(Stated exercise 1) Return the full muscadine wine thread word for word.

(Page excerpt)
****************
# Muscadine Wine



## Ernest T Bass (Sep 19, 2011)

Saturday I picked 4 gallons of wild muscadines, stopped by the farmers market and bought 1 gallon of bronze muscadines. Sunday, crushed (by hand) all muscadines and added water to get 5 1/2 gallons. Added 5/8th tsp of k-meta. Checked pH with litmus paper and it is 3.2, so I will add no acid blend. That's where I am now, I can't find any two recipies the same.
If I go by the labels on the chemical I should add 2 1/2 tsp if yeast enigizer and 5 tsp of yeast nutrient. After adding this I will add simple syrup to get a SpGr of 1.085 (use the wine caculator, it's great). Let this set for 24 hours and then add my yeast, Red Star Premier Cuvee----read where I should use K1-118 - don't have any but can get it if it is necessary. Transfer to carboy at 1.005 with air lock.

I have never made muscadine wine from muscadines, only from juice (muscadine/apple)

Please correct anything you see wrong or a better way and guide me

Thanks for the help

Semper Fi


----------



## Julie (Sep 19, 2011)

Bud said:


> Saturday I picked 4 gallons of wild muscadines, stopped by the farmers market and bought 1 gallon of bronze muscadines. Sunday, crushed (by hand) all muscadines and added water to get 5 1/2 gallons. Added 5/8th tsp of k-meta. Checked pH with litmus paper and it is 3.2, so I will add no acid blend. That's where I am now, I can't find any two recipies the same.
> If I go by the labels on the chemical I should add 2 1/2 tsp if yeast enigizer and 5 tsp of yeast nutrient. After adding this I will add simple syrup to get a SpGr of 1.085 (use the wine caculator, it's great). Let this set for 24 hours and then add my yeast, Red Star Premier Cuvee----read where I should use K1-118 - don't have any but can get it if it is necessary. Transfer to carboy at 1.005 with air lock.
****************
(The input)
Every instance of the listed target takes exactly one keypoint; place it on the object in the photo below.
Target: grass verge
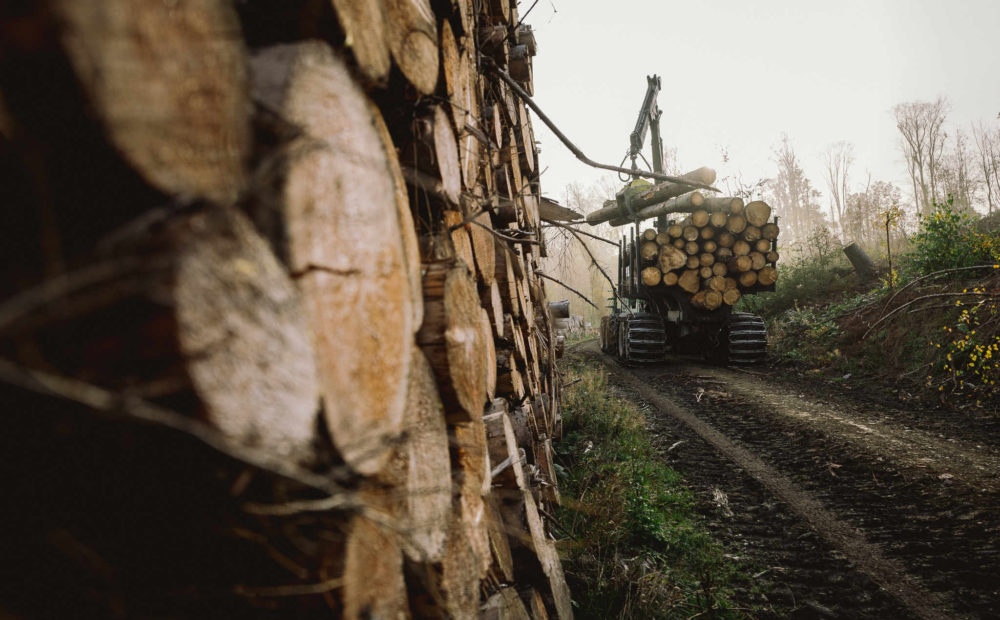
(635, 547)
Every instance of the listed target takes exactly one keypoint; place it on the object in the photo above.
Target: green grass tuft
(636, 547)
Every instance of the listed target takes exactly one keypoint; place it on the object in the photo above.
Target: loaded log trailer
(679, 280)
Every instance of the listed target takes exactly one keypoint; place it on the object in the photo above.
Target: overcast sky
(738, 74)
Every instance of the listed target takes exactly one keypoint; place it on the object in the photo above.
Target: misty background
(838, 114)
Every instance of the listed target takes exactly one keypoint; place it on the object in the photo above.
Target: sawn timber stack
(263, 351)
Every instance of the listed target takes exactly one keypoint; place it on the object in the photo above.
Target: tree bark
(451, 338)
(364, 25)
(656, 194)
(411, 32)
(340, 189)
(169, 84)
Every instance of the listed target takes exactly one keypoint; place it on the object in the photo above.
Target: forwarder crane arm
(649, 120)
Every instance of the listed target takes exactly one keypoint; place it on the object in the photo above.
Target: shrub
(948, 239)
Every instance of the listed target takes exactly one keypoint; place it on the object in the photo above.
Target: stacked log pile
(719, 252)
(271, 328)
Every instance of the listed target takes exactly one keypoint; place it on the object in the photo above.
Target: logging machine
(677, 282)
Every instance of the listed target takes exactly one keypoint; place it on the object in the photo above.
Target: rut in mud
(851, 509)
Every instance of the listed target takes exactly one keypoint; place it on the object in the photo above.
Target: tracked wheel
(743, 340)
(643, 339)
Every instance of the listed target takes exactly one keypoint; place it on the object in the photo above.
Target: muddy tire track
(842, 529)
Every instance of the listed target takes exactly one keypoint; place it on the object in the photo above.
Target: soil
(846, 504)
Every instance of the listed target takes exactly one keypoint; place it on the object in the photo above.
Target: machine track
(742, 341)
(641, 338)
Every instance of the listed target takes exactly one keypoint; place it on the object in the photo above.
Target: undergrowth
(938, 339)
(635, 546)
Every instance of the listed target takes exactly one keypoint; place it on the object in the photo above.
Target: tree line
(958, 165)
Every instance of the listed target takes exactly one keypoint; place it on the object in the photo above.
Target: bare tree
(864, 216)
(838, 158)
(956, 173)
(988, 148)
(793, 196)
(921, 125)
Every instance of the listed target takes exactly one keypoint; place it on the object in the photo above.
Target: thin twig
(567, 227)
(594, 262)
(291, 590)
(118, 405)
(514, 86)
(913, 301)
(931, 275)
(502, 236)
(566, 286)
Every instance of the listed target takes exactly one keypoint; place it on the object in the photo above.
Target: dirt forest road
(854, 508)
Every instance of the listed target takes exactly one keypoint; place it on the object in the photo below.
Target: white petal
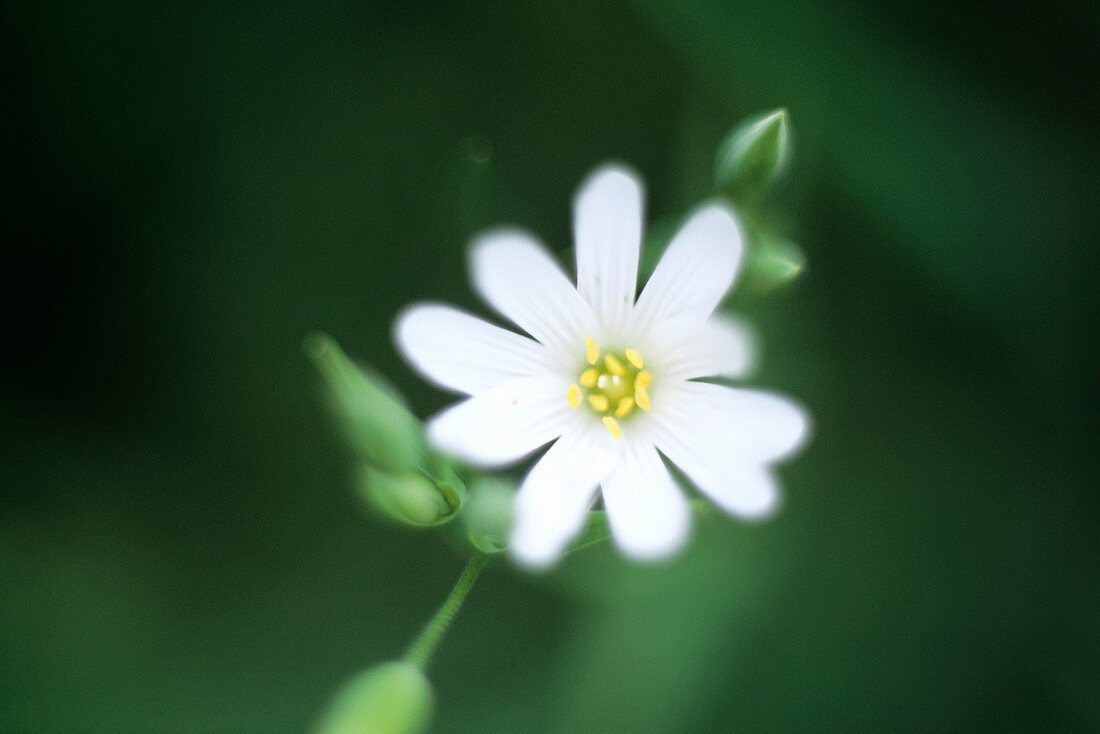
(607, 218)
(686, 348)
(553, 500)
(648, 514)
(506, 423)
(520, 280)
(695, 271)
(723, 439)
(462, 352)
(750, 492)
(724, 422)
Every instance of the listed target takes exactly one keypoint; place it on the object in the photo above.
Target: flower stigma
(613, 386)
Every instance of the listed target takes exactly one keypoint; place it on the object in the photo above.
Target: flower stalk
(421, 649)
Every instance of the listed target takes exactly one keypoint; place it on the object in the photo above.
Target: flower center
(613, 384)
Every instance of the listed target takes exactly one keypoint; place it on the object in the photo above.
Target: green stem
(419, 653)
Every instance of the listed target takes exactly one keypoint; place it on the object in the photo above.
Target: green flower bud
(488, 514)
(393, 698)
(410, 496)
(772, 262)
(754, 155)
(375, 424)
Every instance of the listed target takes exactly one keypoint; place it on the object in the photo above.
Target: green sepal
(410, 496)
(373, 420)
(752, 156)
(488, 514)
(771, 262)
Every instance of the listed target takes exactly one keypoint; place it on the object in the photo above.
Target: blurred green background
(193, 187)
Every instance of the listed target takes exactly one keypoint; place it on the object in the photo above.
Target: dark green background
(191, 188)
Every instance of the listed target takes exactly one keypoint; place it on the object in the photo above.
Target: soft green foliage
(488, 514)
(393, 698)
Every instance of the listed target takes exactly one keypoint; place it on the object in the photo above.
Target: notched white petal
(689, 348)
(553, 500)
(754, 424)
(515, 274)
(607, 225)
(461, 352)
(697, 269)
(504, 424)
(649, 515)
(724, 440)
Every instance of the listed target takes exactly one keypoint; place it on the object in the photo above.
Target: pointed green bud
(393, 698)
(375, 424)
(772, 262)
(488, 514)
(754, 155)
(410, 496)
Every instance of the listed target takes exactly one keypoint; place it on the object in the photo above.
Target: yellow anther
(591, 350)
(613, 426)
(598, 403)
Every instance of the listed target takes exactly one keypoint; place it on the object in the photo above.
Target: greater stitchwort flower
(611, 381)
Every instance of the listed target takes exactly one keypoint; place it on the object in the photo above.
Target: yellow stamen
(591, 350)
(613, 426)
(598, 403)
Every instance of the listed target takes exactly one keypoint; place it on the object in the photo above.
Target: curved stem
(419, 652)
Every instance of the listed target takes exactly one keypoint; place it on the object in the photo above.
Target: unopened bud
(754, 155)
(410, 496)
(393, 698)
(771, 263)
(375, 424)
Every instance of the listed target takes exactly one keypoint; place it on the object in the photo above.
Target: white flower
(609, 381)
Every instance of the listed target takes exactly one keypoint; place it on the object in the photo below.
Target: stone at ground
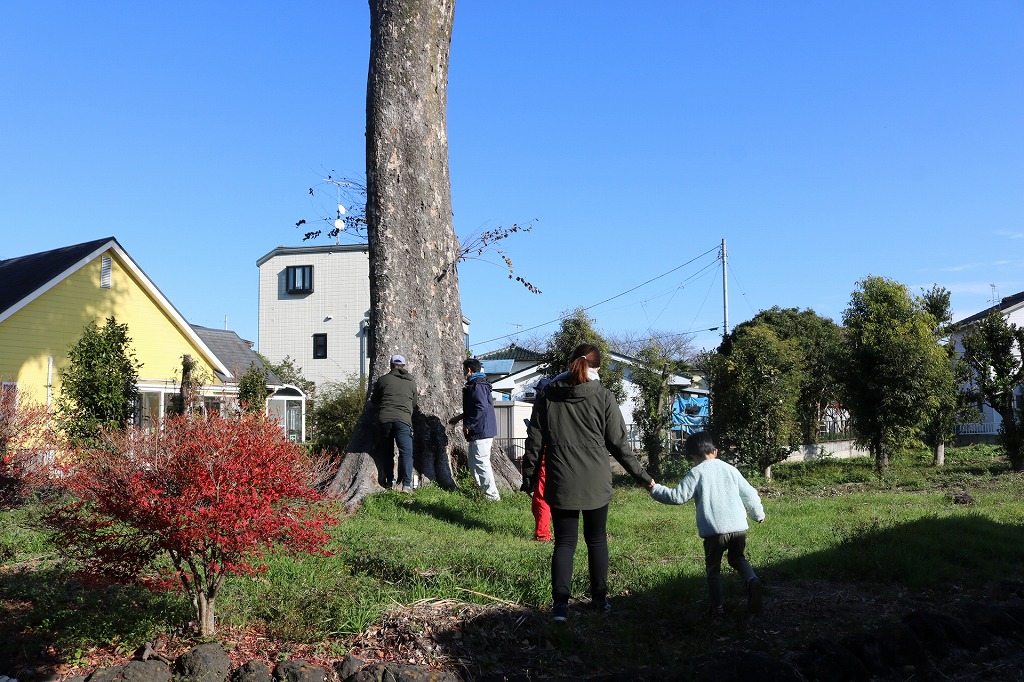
(389, 672)
(299, 671)
(206, 663)
(253, 671)
(133, 671)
****************
(Stated exercise 2) Report each line of the rows that contains the word "machine".

(Final result 1)
# Muscadine Wine



## Ernest T Bass (Sep 19, 2011)

Saturday I picked 4 gallons of wild muscadines, stopped by the farmers market and bought 1 gallon of bronze muscadines. Sunday, crushed (by hand) all muscadines and added water to get 5 1/2 gallons. Added 5/8th tsp of k-meta. Checked pH with litmus paper and it is 3.2, so I will add no acid blend. That's where I am now, I can't find any two recipies the same.
If I go by the labels on the chemical I should add 2 1/2 tsp if yeast enigizer and 5 tsp of yeast nutrient. After adding this I will add simple syrup to get a SpGr of 1.085 (use the wine caculator, it's great). Let this set for 24 hours and then add my yeast, Red Star Premier Cuvee----read where I should use K1-118 - don't have any but can get it if it is necessary. Transfer to carboy at 1.005 with air lock.

I have never made muscadine wine from muscadines, only from juice (muscadine/apple)

Please correct anything you see wrong or a better way and guide me

Thanks for the help

Semper Fi


----------



## Julie (Sep 19, 2011)

Bud said:


> Saturday I picked 4 gallons of wild muscadines, stopped by the farmers market and bought 1 gallon of bronze muscadines. Sunday, crushed (by hand) all muscadines and added water to get 5 1/2 gallons. Added 5/8th tsp of k-meta. Checked pH with litmus paper and it is 3.2, so I will add no acid blend. That's where I am now, I can't find any two recipies the same.
> If I go by the labels on the chemical I should add 2 1/2 tsp if yeast enigizer and 5 tsp of yeast nutrient. After adding this I will add simple syrup to get a SpGr of 1.085 (use the wine caculator, it's great). Let this set for 24 hours and then add my yeast, Red Star Premier Cuvee----read where I should use K1-118 - don't have any but can get it if it is necessary. Transfer to carboy at 1.005 with air lock.

(Final result 2)
Target: logging machine
Target: machine track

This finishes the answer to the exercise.